⟨
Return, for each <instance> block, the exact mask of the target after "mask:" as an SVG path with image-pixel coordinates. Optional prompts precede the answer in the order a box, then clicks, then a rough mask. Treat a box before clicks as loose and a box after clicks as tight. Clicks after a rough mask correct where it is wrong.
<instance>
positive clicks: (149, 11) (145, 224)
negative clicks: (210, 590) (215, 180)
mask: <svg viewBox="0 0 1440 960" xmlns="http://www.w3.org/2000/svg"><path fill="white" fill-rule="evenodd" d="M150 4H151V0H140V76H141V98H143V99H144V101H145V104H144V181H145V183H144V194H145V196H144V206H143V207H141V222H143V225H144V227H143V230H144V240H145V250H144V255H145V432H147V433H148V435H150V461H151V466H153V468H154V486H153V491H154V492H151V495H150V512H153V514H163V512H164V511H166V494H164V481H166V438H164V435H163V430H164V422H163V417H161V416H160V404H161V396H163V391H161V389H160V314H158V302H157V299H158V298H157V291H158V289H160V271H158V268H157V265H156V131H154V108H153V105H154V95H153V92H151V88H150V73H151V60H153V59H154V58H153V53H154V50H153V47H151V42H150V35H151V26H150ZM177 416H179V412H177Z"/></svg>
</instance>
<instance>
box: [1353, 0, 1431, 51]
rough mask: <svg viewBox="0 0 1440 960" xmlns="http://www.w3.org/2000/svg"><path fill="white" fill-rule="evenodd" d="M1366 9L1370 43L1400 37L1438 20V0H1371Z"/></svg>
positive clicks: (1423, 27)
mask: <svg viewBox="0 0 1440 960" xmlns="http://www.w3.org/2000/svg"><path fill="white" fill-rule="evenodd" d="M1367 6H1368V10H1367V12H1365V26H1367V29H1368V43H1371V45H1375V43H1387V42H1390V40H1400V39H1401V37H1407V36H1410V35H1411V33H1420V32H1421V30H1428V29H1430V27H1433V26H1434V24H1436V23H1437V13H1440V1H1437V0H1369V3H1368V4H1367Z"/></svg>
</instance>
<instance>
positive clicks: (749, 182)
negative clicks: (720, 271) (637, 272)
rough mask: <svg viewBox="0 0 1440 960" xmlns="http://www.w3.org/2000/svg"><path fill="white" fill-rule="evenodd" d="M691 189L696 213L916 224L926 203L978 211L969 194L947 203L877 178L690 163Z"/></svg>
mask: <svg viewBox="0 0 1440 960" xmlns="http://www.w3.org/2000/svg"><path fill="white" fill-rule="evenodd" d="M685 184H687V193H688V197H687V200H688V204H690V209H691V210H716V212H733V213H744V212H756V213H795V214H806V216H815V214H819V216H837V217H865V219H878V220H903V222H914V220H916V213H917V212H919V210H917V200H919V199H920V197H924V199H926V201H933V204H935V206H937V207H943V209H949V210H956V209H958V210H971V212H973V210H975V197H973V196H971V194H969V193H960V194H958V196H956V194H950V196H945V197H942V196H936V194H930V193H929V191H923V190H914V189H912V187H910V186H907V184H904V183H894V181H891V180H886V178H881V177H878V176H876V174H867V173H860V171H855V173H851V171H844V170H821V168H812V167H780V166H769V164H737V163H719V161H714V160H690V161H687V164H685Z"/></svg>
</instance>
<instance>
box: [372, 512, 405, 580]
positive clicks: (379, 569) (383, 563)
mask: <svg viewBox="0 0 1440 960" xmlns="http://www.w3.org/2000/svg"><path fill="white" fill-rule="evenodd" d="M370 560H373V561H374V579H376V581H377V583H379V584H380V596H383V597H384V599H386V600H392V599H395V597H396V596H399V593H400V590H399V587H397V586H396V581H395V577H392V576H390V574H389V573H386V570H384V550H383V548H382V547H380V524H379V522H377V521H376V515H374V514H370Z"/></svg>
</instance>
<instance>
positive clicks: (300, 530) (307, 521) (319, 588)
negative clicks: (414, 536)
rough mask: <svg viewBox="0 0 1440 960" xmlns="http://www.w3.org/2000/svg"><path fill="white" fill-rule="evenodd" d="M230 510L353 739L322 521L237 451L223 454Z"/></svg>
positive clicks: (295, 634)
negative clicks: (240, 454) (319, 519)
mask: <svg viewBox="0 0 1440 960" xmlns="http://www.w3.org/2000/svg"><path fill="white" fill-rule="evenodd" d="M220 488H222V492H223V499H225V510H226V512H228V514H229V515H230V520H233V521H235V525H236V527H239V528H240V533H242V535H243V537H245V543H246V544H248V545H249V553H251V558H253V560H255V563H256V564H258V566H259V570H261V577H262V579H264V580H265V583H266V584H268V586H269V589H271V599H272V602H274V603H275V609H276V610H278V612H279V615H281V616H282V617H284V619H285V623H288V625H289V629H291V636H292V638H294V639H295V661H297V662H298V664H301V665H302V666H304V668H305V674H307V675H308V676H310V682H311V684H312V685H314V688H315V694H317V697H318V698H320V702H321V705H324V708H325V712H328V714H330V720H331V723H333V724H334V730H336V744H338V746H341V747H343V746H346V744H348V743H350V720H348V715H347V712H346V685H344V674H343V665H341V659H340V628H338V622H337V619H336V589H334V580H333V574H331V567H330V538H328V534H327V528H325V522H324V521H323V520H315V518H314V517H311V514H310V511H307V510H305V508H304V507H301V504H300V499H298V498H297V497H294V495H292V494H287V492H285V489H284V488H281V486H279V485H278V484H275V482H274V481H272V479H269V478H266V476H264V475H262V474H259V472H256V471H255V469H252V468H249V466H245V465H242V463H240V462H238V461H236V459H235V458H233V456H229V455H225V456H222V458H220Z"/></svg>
⟩
WHAT IS NEEDED = The full material has to be written out again exactly as shown.

SOLUTION =
Return, for each <instance> block, the exact mask of the target after "mask:" as an SVG path with image-pixel coordinates. Optional prompts precede the answer in the order a box, then clicks, then a rough mask. Treat a box before clicks as loose and a box after clicks as tight. Clicks after a rough mask correct where it is wrong.
<instance>
positive clicks: (149, 11) (145, 224)
negative clicks: (210, 590) (215, 180)
mask: <svg viewBox="0 0 1440 960" xmlns="http://www.w3.org/2000/svg"><path fill="white" fill-rule="evenodd" d="M150 4H151V0H140V76H141V98H143V99H144V101H145V104H144V181H145V183H144V194H145V196H144V206H143V207H141V222H143V225H144V227H143V230H144V240H145V250H144V255H145V432H147V433H148V435H150V461H151V466H153V468H154V486H153V491H154V492H151V495H150V512H153V514H163V512H164V511H166V494H164V481H166V438H164V435H163V430H164V422H163V417H161V416H160V404H161V396H163V391H161V389H160V314H158V302H157V299H158V298H157V291H158V289H160V271H158V268H157V265H156V131H154V108H153V105H154V95H153V92H151V88H150V73H151V60H153V59H154V58H153V53H154V50H153V47H151V42H150V35H151V26H150ZM177 416H179V412H177Z"/></svg>
</instance>
<instance>
box: [1353, 0, 1431, 51]
rough mask: <svg viewBox="0 0 1440 960" xmlns="http://www.w3.org/2000/svg"><path fill="white" fill-rule="evenodd" d="M1366 9L1370 43L1400 37L1438 20V0H1371Z"/></svg>
positive clicks: (1423, 27)
mask: <svg viewBox="0 0 1440 960" xmlns="http://www.w3.org/2000/svg"><path fill="white" fill-rule="evenodd" d="M1367 6H1368V10H1367V12H1365V26H1367V29H1368V43H1371V45H1375V43H1387V42H1390V40H1400V39H1401V37H1407V36H1410V35H1411V33H1420V32H1421V30H1428V29H1430V27H1433V26H1434V24H1436V23H1437V13H1440V1H1437V0H1369V3H1368V4H1367Z"/></svg>
</instance>
<instance>
positive clicks: (749, 182)
negative clicks: (720, 271) (637, 272)
rough mask: <svg viewBox="0 0 1440 960" xmlns="http://www.w3.org/2000/svg"><path fill="white" fill-rule="evenodd" d="M691 189L696 213L916 224L926 203L978 211L969 194L947 203L877 178L690 163Z"/></svg>
mask: <svg viewBox="0 0 1440 960" xmlns="http://www.w3.org/2000/svg"><path fill="white" fill-rule="evenodd" d="M685 184H687V193H688V197H687V200H688V204H690V209H691V210H716V212H733V213H744V212H756V213H795V214H806V216H815V214H819V216H837V217H865V219H878V220H903V222H914V220H916V213H917V212H919V210H917V200H919V199H920V197H924V199H926V201H933V204H935V206H937V207H943V209H949V210H956V209H958V210H971V212H973V210H975V197H973V196H971V194H969V193H960V194H958V196H956V194H950V196H945V197H942V196H936V194H930V193H929V191H923V190H914V189H912V187H910V186H907V184H904V183H894V181H891V180H886V178H881V177H878V176H876V174H867V173H860V171H855V173H851V171H844V170H821V168H812V167H780V166H769V164H737V163H719V161H714V160H690V161H687V164H685Z"/></svg>
</instance>
<instance>
box: [372, 512, 405, 580]
positive clicks: (379, 569) (383, 563)
mask: <svg viewBox="0 0 1440 960" xmlns="http://www.w3.org/2000/svg"><path fill="white" fill-rule="evenodd" d="M370 560H373V561H374V579H376V581H377V583H379V584H380V596H383V597H384V599H386V600H392V599H395V597H396V596H399V593H400V590H399V587H397V586H396V581H395V577H392V576H390V574H389V573H386V570H384V550H383V548H382V547H380V524H379V522H377V521H376V515H374V514H370Z"/></svg>
</instance>
<instance>
positive clicks: (300, 530) (307, 521) (319, 588)
negative clicks: (414, 536)
rough mask: <svg viewBox="0 0 1440 960" xmlns="http://www.w3.org/2000/svg"><path fill="white" fill-rule="evenodd" d="M230 510L353 739L322 521L237 451L223 454Z"/></svg>
positive clicks: (295, 634)
negative clicks: (240, 454) (319, 519)
mask: <svg viewBox="0 0 1440 960" xmlns="http://www.w3.org/2000/svg"><path fill="white" fill-rule="evenodd" d="M220 488H222V492H223V499H225V510H226V512H228V514H229V515H230V520H233V521H235V525H236V527H239V528H240V533H242V535H243V537H245V543H246V544H248V545H249V553H251V558H253V560H255V563H256V564H258V566H259V570H261V577H262V579H264V580H265V583H266V584H268V586H269V589H271V599H272V602H274V603H275V609H276V610H278V612H279V615H281V616H282V617H284V619H285V623H288V625H289V629H291V636H292V638H294V639H295V661H297V662H298V664H301V665H302V666H304V668H305V674H307V675H308V676H310V682H311V684H312V685H314V688H315V694H317V697H318V698H320V702H321V705H324V708H325V712H328V714H330V720H331V723H333V724H334V730H336V744H338V746H341V747H343V746H346V744H348V743H350V720H348V715H347V712H346V685H344V674H343V665H341V659H340V628H338V622H337V619H336V589H334V580H333V574H331V567H330V538H328V534H327V528H325V522H324V521H323V520H315V518H314V517H311V514H310V511H307V510H305V508H304V507H301V504H300V499H298V498H297V497H294V495H292V494H287V492H285V489H284V488H281V486H279V485H278V484H275V482H274V481H272V479H269V478H266V476H264V475H262V474H259V472H256V471H255V469H252V468H249V466H245V465H242V463H240V462H238V461H236V459H235V458H233V456H229V455H225V456H222V458H220Z"/></svg>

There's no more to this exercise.